(Instructions for the task) Every line of the data must be copied exactly.

(Entries supplied)
┏━━
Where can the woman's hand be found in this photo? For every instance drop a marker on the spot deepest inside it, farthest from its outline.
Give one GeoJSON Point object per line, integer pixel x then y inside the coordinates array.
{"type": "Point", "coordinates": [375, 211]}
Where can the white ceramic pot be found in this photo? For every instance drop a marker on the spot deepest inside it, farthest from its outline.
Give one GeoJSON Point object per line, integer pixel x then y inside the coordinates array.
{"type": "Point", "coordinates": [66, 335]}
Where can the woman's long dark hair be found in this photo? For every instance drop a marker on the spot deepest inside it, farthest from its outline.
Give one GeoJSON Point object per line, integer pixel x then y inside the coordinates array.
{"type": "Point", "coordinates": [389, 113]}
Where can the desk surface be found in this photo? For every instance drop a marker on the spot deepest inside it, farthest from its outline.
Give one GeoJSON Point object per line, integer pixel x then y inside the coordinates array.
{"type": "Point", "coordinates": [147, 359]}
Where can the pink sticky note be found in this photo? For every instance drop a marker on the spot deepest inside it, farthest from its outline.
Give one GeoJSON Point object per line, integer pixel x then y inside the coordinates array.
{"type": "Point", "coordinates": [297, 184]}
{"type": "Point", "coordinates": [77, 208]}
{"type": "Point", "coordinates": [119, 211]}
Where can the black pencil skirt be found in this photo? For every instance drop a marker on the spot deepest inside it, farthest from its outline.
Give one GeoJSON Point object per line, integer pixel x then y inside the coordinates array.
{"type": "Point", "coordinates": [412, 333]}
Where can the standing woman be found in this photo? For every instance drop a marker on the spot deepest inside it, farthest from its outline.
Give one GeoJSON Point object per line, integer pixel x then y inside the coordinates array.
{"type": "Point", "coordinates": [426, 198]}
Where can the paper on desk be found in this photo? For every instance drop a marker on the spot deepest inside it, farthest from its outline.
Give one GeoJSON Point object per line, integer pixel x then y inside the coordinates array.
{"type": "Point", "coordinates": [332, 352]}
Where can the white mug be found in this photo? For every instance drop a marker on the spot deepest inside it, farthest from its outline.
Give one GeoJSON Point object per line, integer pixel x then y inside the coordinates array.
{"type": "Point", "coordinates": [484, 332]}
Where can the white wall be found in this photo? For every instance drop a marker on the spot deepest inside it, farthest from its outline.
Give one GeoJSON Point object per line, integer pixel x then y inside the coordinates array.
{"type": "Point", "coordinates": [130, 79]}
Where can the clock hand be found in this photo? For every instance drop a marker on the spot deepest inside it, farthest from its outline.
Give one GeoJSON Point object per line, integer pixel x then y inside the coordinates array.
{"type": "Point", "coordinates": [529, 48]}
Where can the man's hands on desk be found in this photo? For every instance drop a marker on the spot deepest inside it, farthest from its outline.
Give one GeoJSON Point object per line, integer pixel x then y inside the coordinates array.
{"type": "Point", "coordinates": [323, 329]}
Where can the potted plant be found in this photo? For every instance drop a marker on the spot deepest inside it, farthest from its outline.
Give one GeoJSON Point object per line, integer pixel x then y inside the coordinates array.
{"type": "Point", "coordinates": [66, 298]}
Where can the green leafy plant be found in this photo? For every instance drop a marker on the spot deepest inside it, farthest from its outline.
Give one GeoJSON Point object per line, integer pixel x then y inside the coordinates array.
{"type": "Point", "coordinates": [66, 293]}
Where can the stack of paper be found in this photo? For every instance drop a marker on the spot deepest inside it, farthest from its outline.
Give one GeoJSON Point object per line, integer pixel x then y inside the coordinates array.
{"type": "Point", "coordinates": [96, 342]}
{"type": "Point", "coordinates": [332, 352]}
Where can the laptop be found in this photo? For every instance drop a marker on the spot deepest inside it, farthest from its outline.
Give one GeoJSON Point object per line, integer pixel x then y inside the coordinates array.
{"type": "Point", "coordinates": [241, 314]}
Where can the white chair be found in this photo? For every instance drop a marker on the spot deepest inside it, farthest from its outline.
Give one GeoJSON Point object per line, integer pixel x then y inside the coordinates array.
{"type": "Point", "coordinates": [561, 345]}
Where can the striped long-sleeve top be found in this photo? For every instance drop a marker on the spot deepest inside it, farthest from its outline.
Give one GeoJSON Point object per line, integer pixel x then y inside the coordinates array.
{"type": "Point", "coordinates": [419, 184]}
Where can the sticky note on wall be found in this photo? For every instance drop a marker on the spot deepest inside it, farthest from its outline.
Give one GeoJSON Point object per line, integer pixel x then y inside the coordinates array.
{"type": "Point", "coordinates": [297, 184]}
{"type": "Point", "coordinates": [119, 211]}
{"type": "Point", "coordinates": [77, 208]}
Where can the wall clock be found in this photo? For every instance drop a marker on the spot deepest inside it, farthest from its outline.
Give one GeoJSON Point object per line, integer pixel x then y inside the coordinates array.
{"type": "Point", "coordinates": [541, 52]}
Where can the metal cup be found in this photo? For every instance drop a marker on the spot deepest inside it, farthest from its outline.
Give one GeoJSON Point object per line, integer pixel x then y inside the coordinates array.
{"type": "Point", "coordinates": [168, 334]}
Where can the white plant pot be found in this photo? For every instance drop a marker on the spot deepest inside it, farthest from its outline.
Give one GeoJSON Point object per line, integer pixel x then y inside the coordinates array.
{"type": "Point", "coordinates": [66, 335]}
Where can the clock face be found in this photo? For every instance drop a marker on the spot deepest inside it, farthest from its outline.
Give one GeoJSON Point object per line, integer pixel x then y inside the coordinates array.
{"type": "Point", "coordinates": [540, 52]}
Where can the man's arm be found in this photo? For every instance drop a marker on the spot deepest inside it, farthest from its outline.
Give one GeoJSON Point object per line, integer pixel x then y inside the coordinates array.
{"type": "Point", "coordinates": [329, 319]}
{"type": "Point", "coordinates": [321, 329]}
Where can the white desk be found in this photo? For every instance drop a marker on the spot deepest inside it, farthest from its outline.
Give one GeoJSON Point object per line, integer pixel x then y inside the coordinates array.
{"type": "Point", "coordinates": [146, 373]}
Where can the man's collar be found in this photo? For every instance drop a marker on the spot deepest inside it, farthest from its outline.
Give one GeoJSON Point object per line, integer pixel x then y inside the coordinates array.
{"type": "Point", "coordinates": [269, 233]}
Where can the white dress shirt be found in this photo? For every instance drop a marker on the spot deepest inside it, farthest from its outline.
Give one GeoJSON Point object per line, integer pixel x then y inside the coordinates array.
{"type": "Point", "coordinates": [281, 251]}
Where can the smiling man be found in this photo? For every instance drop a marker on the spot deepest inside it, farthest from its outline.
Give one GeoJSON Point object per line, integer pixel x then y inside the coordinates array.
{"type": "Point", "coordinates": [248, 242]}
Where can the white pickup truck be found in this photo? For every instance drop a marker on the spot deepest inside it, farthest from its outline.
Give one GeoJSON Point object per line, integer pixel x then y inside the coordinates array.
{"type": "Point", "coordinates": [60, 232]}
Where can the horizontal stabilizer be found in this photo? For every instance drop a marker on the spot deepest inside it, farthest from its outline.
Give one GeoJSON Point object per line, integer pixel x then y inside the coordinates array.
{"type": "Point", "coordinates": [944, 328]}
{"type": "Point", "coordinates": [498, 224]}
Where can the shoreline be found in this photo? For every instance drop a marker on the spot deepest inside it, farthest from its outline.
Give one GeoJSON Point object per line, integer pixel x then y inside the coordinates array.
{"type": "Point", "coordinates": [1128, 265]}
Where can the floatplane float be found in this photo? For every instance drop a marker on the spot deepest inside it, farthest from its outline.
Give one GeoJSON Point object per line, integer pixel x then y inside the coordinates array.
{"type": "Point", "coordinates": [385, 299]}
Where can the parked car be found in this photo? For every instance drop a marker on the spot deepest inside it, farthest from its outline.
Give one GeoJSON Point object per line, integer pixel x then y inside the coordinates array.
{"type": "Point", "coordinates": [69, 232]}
┗━━
(Exercise result)
Where can the woman's hand be found in this photo? For every instance drop a marker on the spot deepest inside it, farthest from its outline.
Give one GeoJSON Point object per line, integer pixel x then y inside the coordinates array.
{"type": "Point", "coordinates": [375, 211]}
Where can the white ceramic pot be found in this photo? For every instance drop a marker on the spot deepest inside it, farthest from its outline.
Give one GeoJSON Point object per line, integer pixel x then y inside the coordinates array.
{"type": "Point", "coordinates": [66, 335]}
Where can the woman's long dark hair be found in this photo? For every instance drop a marker on the spot deepest inside it, farthest from its outline.
Give one GeoJSON Point object per line, integer pixel x then y inside the coordinates array.
{"type": "Point", "coordinates": [389, 113]}
Where can the desk surface be found in this photo? For every instance drop a marker on the spot deepest inside it, farthest from its outline.
Give one GeoJSON Point object per line, integer pixel x then y inside the coordinates array.
{"type": "Point", "coordinates": [147, 359]}
Where can the pink sticky note be found in this photo? For every instance drop a marker on the spot deepest inside it, farthest from its outline.
Give one GeoJSON Point object per line, integer pixel x then y inside the coordinates array.
{"type": "Point", "coordinates": [297, 184]}
{"type": "Point", "coordinates": [77, 208]}
{"type": "Point", "coordinates": [119, 211]}
Where can the black pencil skirt be found in this photo? For every instance drop a marker on the spot deepest inside it, farthest from its outline.
Give one GeoJSON Point object per line, integer pixel x then y inside the coordinates array.
{"type": "Point", "coordinates": [412, 333]}
Where can the standing woman be found in this photo? For every instance drop a marker on the spot deepest inside it, farthest from its outline.
Give one GeoJSON Point object per line, integer pixel x then y inside the coordinates array.
{"type": "Point", "coordinates": [426, 198]}
Where can the paper on desk be found in this photo? For every instance drop a marker on the spot deepest inside it, farthest from its outline.
Give one GeoJSON Point object per line, integer pixel x then y inside the coordinates array.
{"type": "Point", "coordinates": [332, 352]}
Where can the white mug be found in this photo? For every instance drop a marker on the spot deepest inside it, farthest from its outline.
Give one GeoJSON Point object per line, integer pixel x then y inside the coordinates array.
{"type": "Point", "coordinates": [484, 332]}
Where can the white wall be found in this photo? For every instance drop a marker on the spot deepest inside it, farthest from its outline.
Give one GeoJSON Point object per line, integer pixel x then y inside the coordinates array.
{"type": "Point", "coordinates": [130, 79]}
Where can the clock hand be found in this photo? For every instance drop a marker on the spot deepest inside it, farthest from its outline.
Give one GeoJSON Point object per line, integer pixel x then y inside the coordinates array.
{"type": "Point", "coordinates": [529, 48]}
Where can the man's hands on desk be found in this photo? For every instance drop a marker on the spot deepest inside it, farthest from its outline.
Give one GeoJSON Point object per line, integer pixel x then y inside the coordinates array.
{"type": "Point", "coordinates": [323, 329]}
Where can the potted plant be found in this photo? For every instance drop a marker on the spot deepest inside it, farthest from its outline.
Give one GeoJSON Point object per line, integer pixel x then y inside the coordinates array.
{"type": "Point", "coordinates": [66, 298]}
Where can the green leafy plant be found in this photo? For every instance drop a marker on the spot deepest inside it, farthest from its outline.
Give one GeoJSON Point object per line, integer pixel x then y inside the coordinates array.
{"type": "Point", "coordinates": [66, 293]}
Where can the stack of paper be found in this photo? For every instance drop a marker on the spot deepest inside it, farthest from its outline.
Give one GeoJSON Point object per line, integer pixel x then y inside the coordinates array.
{"type": "Point", "coordinates": [96, 342]}
{"type": "Point", "coordinates": [332, 352]}
Where can the laptop be found in this photo? For every instance drop a marker on the spot deepest inside it, farthest from its outline.
Give one GeoJSON Point object per line, integer pixel x then y inside the coordinates array.
{"type": "Point", "coordinates": [241, 314]}
Where can the white chair be found in this photo? For every instance drop a marker on the spot deepest inside it, farthest from its outline.
Give one GeoJSON Point object per line, integer pixel x then y inside the coordinates array.
{"type": "Point", "coordinates": [561, 345]}
Where can the striped long-sleeve top be found in this photo? For every instance drop a marker on the spot deepest inside it, farthest from its outline.
Give one GeoJSON Point object per line, integer pixel x then y inside the coordinates array.
{"type": "Point", "coordinates": [419, 184]}
Where can the sticky note on wall be found in this photo? For every instance drop a marker on the spot deepest inside it, farthest from its outline.
Give one GeoJSON Point object per line, integer pixel x then y inside the coordinates array.
{"type": "Point", "coordinates": [297, 184]}
{"type": "Point", "coordinates": [119, 211]}
{"type": "Point", "coordinates": [77, 208]}
Where can the wall clock be found in this photo? For every instance drop a marker on the spot deepest inside it, farthest from its outline.
Give one GeoJSON Point object per line, integer pixel x then y inside the coordinates array.
{"type": "Point", "coordinates": [541, 52]}
Where can the metal cup be found in this photo? For every instance drop a marker on the spot deepest inside it, farthest from its outline.
Give one GeoJSON Point object per line, integer pixel x then y inside the coordinates array.
{"type": "Point", "coordinates": [168, 334]}
Where can the white plant pot be found in this photo? For every instance drop a marker on the spot deepest inside it, farthest from its outline.
Give one GeoJSON Point object per line, integer pixel x then y inside the coordinates array.
{"type": "Point", "coordinates": [66, 335]}
Where can the clock face be found in this photo? For every instance drop a marker on the spot deepest inside it, farthest from its outline.
Give one GeoJSON Point object per line, integer pixel x then y inside the coordinates array.
{"type": "Point", "coordinates": [540, 52]}
Where can the man's arm be found in this photo? For every instance drop a marker on the spot deepest inside it, farthest from its outline.
Give one GeoJSON Point object per line, integer pixel x then y inside the coordinates array.
{"type": "Point", "coordinates": [329, 319]}
{"type": "Point", "coordinates": [321, 329]}
Where can the white desk be found in this photo? For every instance drop a marker on the spot deepest inside it, farthest from its outline.
Give one GeoJSON Point object per line, integer pixel x then y inside the coordinates array.
{"type": "Point", "coordinates": [146, 373]}
Where can the man's collar be found in this photo? For every instance drop a marker on the spot deepest inside it, farthest from its outline.
Give one GeoJSON Point object per line, integer pixel x then y inside the coordinates array.
{"type": "Point", "coordinates": [269, 233]}
Where can the white dress shirt be found in this photo? For every instance drop a marker on the spot deepest inside it, farthest from its outline.
Give one GeoJSON Point object per line, integer pixel x then y inside the coordinates array.
{"type": "Point", "coordinates": [281, 251]}
Where can the smiling man be found in this photo? For every instance drop a marker on the spot deepest inside it, farthest from its outline.
Give one GeoJSON Point object per line, integer pixel x then y inside the coordinates array.
{"type": "Point", "coordinates": [248, 242]}
Where can the white pickup truck be found in this photo? For every instance drop a marker on the spot deepest inside it, farthest from its outline.
Give one GeoJSON Point object per line, integer pixel x then y inside the coordinates array.
{"type": "Point", "coordinates": [60, 232]}
Where can the horizontal stabilizer be found in this photo? For every instance drop a marker on the spot deepest inside it, farthest from its outline.
Give one GeoJSON Point object per line, integer pixel x then y inside the coordinates array.
{"type": "Point", "coordinates": [944, 328]}
{"type": "Point", "coordinates": [498, 224]}
Where can the shoreline be found in this photo? For every instance drop a marker on the spot deepest inside it, farthest from its outline.
Give one GeoJSON Point object per line, integer pixel x then y inside the coordinates array.
{"type": "Point", "coordinates": [1128, 265]}
Where can the floatplane float be found in this photo? For every instance drop a marker on the spot deepest inside it, farthest from its outline.
Give one GeoJSON Point object per line, integer pixel x then y inside the coordinates array.
{"type": "Point", "coordinates": [385, 299]}
Where can the parked car be found in this photo? For every instance drop a marker on the spot deepest inside it, farthest from its outline.
Give one GeoJSON Point object per line, integer pixel x then y inside the coordinates array.
{"type": "Point", "coordinates": [69, 232]}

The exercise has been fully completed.